• [What you have to do] Each line of the listing below that includes "hair" should be reported.

• [Provided entries]
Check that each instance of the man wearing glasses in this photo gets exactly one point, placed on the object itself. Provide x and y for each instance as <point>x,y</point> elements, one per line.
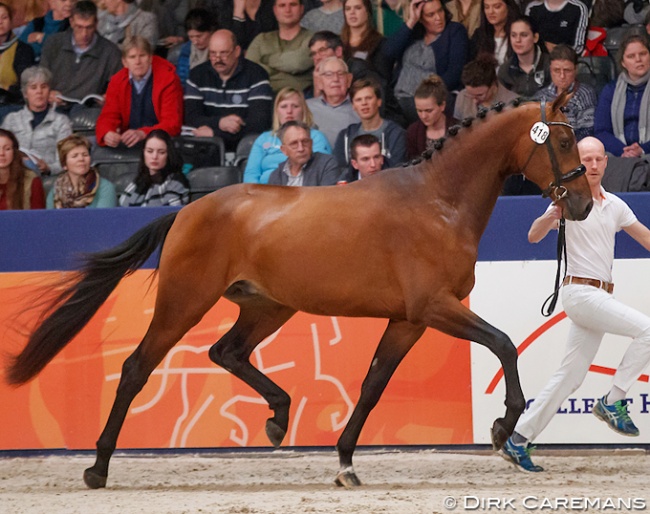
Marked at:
<point>228,96</point>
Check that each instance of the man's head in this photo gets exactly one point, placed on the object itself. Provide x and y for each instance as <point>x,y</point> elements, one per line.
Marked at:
<point>336,79</point>
<point>224,52</point>
<point>136,56</point>
<point>296,142</point>
<point>592,155</point>
<point>325,44</point>
<point>564,62</point>
<point>83,22</point>
<point>365,155</point>
<point>288,12</point>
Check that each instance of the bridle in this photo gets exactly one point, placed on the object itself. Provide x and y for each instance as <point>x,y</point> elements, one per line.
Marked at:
<point>540,134</point>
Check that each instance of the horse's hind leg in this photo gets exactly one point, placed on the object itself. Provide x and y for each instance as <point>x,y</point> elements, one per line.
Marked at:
<point>398,339</point>
<point>259,317</point>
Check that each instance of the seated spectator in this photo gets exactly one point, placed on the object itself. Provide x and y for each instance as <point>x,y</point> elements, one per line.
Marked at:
<point>366,100</point>
<point>123,19</point>
<point>333,110</point>
<point>143,96</point>
<point>527,69</point>
<point>20,188</point>
<point>582,104</point>
<point>441,47</point>
<point>327,17</point>
<point>622,119</point>
<point>266,154</point>
<point>490,37</point>
<point>284,53</point>
<point>38,127</point>
<point>39,29</point>
<point>430,104</point>
<point>560,21</point>
<point>366,158</point>
<point>303,166</point>
<point>228,96</point>
<point>81,61</point>
<point>199,25</point>
<point>467,12</point>
<point>482,89</point>
<point>160,179</point>
<point>79,185</point>
<point>15,57</point>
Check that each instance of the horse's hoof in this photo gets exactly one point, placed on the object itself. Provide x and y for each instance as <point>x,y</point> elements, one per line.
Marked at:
<point>347,479</point>
<point>274,432</point>
<point>93,480</point>
<point>499,434</point>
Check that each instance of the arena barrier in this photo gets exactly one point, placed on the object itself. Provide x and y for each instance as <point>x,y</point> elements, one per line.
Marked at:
<point>446,392</point>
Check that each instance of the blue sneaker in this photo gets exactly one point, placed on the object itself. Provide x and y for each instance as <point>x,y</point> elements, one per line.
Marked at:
<point>520,456</point>
<point>616,417</point>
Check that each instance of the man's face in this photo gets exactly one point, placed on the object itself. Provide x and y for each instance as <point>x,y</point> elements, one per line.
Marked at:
<point>138,62</point>
<point>296,145</point>
<point>369,160</point>
<point>83,30</point>
<point>563,74</point>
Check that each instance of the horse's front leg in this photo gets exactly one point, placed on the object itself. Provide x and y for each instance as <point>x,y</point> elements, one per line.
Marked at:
<point>398,339</point>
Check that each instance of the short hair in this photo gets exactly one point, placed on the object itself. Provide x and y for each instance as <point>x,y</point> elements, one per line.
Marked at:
<point>365,140</point>
<point>84,9</point>
<point>34,74</point>
<point>480,72</point>
<point>333,40</point>
<point>293,123</point>
<point>65,146</point>
<point>138,42</point>
<point>200,20</point>
<point>360,84</point>
<point>432,87</point>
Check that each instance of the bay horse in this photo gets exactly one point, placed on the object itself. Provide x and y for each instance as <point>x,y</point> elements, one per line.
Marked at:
<point>400,245</point>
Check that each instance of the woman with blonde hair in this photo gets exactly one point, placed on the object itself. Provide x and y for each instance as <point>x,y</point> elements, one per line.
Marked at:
<point>266,155</point>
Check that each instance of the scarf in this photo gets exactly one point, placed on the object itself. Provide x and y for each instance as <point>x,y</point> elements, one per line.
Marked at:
<point>618,107</point>
<point>67,197</point>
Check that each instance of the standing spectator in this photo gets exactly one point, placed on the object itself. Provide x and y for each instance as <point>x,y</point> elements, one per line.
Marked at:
<point>284,53</point>
<point>38,127</point>
<point>560,21</point>
<point>333,110</point>
<point>15,57</point>
<point>303,166</point>
<point>228,96</point>
<point>622,120</point>
<point>20,188</point>
<point>55,20</point>
<point>366,100</point>
<point>527,69</point>
<point>199,25</point>
<point>582,104</point>
<point>143,96</point>
<point>81,61</point>
<point>160,179</point>
<point>266,154</point>
<point>80,185</point>
<point>123,19</point>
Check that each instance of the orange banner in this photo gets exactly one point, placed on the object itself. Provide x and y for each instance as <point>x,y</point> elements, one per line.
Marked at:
<point>189,402</point>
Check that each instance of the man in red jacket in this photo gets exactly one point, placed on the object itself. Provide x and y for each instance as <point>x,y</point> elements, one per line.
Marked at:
<point>144,95</point>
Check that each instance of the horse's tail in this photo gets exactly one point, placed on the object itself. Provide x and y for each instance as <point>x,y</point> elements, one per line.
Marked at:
<point>82,297</point>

• [Answer to this task]
Check that each instance of the short hair in this photo gets exactly one point, placed on the object itself. Provide x and y for each instance as <point>x,y</point> elements, one per line.
Check that each instance of the woman with blonde hair in this photo gets exactly one point, placed on the object itself. Provide x and y for each instance as <point>x,y</point> elements, one per line.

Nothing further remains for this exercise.